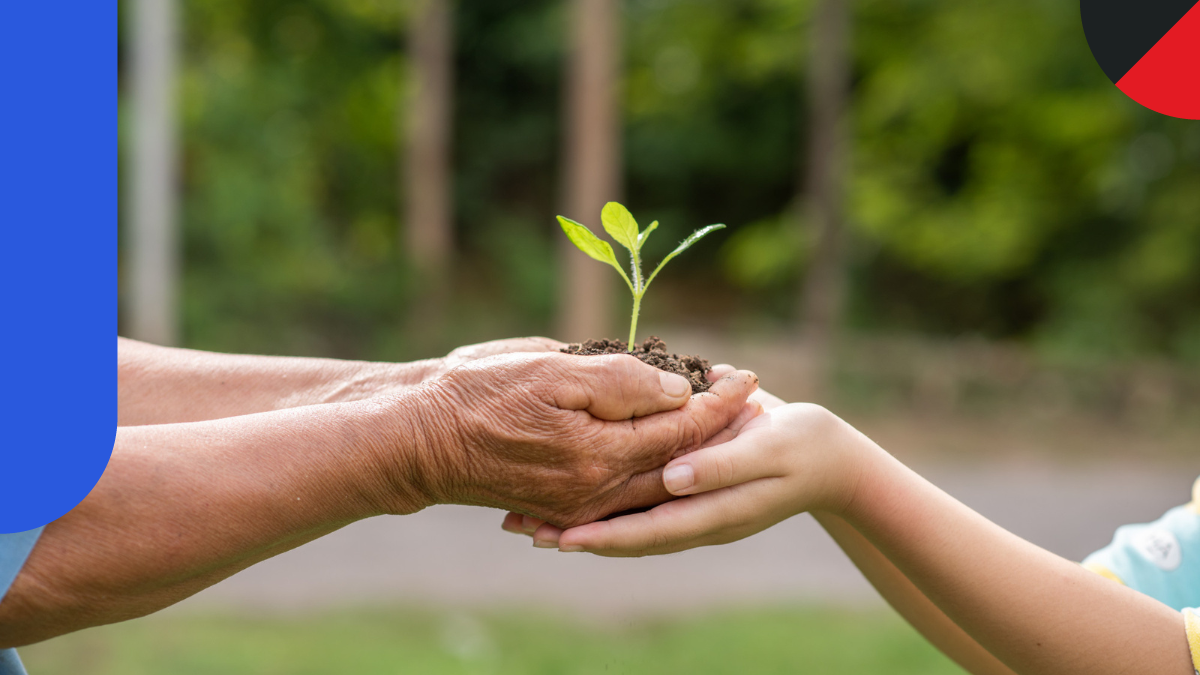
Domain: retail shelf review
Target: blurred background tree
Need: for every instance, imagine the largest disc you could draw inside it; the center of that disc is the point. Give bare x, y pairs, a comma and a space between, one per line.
997, 185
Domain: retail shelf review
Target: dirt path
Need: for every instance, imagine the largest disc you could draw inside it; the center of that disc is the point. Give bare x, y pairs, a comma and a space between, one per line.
459, 556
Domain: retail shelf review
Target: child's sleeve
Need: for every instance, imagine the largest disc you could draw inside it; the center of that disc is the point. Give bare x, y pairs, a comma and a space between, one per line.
1161, 559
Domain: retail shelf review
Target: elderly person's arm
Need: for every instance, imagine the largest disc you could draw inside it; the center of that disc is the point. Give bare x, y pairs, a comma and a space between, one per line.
167, 384
183, 506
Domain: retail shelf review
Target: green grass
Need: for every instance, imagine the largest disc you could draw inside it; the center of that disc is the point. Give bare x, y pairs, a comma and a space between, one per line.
813, 641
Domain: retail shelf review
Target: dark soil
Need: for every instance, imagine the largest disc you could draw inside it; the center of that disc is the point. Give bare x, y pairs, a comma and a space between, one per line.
654, 352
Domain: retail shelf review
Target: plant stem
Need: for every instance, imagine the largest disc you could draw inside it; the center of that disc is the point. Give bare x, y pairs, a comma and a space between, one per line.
633, 323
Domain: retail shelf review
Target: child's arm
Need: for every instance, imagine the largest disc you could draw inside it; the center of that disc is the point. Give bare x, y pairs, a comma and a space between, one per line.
910, 602
1036, 611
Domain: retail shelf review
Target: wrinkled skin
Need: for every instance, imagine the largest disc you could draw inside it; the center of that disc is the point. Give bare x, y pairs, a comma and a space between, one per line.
567, 438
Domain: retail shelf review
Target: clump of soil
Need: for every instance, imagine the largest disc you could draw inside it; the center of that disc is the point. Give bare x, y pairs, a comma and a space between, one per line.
654, 352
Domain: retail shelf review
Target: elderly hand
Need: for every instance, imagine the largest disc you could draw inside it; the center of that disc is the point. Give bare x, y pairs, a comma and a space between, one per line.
565, 438
547, 535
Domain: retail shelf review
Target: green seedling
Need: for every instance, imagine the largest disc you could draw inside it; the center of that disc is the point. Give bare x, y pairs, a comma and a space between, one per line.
619, 223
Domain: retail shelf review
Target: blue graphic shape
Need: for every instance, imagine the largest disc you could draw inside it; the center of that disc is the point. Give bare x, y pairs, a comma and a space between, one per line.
58, 210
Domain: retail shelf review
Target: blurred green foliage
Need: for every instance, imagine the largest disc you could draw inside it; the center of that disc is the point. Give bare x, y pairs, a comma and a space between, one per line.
1000, 186
366, 643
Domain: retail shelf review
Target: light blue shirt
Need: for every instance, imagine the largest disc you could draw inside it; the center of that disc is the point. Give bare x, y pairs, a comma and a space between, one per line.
1162, 560
13, 550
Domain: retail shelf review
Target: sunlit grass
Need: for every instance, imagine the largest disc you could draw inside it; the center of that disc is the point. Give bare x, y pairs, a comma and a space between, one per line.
811, 641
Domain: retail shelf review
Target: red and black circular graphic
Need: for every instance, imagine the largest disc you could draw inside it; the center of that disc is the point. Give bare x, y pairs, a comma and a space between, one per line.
1150, 49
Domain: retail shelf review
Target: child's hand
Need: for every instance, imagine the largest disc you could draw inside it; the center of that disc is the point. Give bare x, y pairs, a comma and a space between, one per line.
793, 459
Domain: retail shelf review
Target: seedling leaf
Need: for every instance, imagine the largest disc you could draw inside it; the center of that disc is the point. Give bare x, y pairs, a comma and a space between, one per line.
619, 223
687, 244
598, 249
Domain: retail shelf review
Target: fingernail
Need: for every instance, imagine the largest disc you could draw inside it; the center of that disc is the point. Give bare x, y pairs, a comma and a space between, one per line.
678, 477
673, 386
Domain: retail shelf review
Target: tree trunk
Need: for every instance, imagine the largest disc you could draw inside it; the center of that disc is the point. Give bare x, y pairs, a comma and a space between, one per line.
825, 285
592, 163
429, 219
154, 242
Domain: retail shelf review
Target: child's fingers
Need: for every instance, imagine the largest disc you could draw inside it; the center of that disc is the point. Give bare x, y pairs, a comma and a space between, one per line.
521, 524
739, 460
546, 536
712, 518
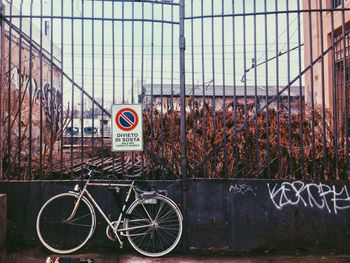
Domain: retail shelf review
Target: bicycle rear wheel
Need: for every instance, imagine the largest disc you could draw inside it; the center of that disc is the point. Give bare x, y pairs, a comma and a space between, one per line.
58, 235
153, 226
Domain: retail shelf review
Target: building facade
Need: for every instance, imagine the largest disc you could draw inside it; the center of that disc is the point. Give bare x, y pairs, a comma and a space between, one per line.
327, 39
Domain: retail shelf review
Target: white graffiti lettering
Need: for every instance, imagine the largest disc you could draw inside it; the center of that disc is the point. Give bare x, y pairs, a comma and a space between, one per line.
242, 189
321, 196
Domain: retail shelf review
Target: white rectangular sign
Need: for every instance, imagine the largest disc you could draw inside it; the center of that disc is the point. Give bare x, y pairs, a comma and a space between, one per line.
127, 132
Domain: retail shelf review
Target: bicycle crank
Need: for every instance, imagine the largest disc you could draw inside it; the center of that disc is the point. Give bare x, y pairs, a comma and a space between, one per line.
110, 233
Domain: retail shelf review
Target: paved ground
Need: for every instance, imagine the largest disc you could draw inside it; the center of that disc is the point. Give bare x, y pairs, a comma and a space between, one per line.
36, 256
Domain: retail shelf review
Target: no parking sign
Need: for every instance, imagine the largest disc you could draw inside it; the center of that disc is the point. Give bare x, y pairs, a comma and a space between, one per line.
127, 127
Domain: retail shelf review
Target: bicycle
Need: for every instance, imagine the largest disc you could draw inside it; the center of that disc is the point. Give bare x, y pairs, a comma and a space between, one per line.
152, 223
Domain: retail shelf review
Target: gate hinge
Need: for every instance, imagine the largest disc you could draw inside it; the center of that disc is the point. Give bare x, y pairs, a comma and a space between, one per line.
182, 43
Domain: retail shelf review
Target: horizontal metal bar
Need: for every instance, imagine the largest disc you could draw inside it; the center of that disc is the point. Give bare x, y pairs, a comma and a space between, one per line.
268, 13
160, 2
92, 18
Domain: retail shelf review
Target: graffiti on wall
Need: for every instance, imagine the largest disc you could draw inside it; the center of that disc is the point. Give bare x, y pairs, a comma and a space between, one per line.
320, 196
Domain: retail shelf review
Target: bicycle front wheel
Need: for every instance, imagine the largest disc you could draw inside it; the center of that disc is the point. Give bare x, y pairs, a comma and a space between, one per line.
153, 226
62, 236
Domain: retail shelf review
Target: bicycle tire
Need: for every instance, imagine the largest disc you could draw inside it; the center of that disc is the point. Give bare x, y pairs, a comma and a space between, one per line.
65, 237
164, 234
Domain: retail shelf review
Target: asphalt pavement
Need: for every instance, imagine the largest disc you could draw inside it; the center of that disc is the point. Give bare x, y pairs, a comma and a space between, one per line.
38, 256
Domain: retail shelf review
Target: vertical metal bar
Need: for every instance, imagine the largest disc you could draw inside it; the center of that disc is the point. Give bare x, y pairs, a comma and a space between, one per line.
152, 98
9, 169
161, 93
346, 139
278, 90
20, 96
62, 89
182, 47
123, 75
205, 172
335, 100
1, 86
30, 89
193, 92
132, 73
301, 98
257, 106
312, 93
214, 162
224, 89
93, 74
72, 106
82, 90
213, 65
236, 168
325, 166
103, 81
267, 96
142, 71
245, 164
173, 158
113, 73
290, 157
52, 113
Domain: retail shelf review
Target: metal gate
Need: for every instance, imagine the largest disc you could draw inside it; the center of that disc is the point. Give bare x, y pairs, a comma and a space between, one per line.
254, 89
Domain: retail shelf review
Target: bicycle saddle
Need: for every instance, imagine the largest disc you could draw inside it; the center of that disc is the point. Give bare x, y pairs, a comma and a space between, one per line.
132, 176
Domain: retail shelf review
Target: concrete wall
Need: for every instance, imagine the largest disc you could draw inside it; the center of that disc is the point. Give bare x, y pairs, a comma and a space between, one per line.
313, 45
229, 215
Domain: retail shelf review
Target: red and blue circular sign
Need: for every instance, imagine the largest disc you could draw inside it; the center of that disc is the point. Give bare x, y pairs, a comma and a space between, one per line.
126, 119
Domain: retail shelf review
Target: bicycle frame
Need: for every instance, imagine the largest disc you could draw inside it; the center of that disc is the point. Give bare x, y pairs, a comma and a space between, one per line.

^^^^^^^^

## Exercise prompt
Return every line of the records that contains the string "child", treating uppercase and lowercase as different.

## Result of the task
Target: child's sleeve
Target: child's arm
Target: child's hand
Target: child's fingers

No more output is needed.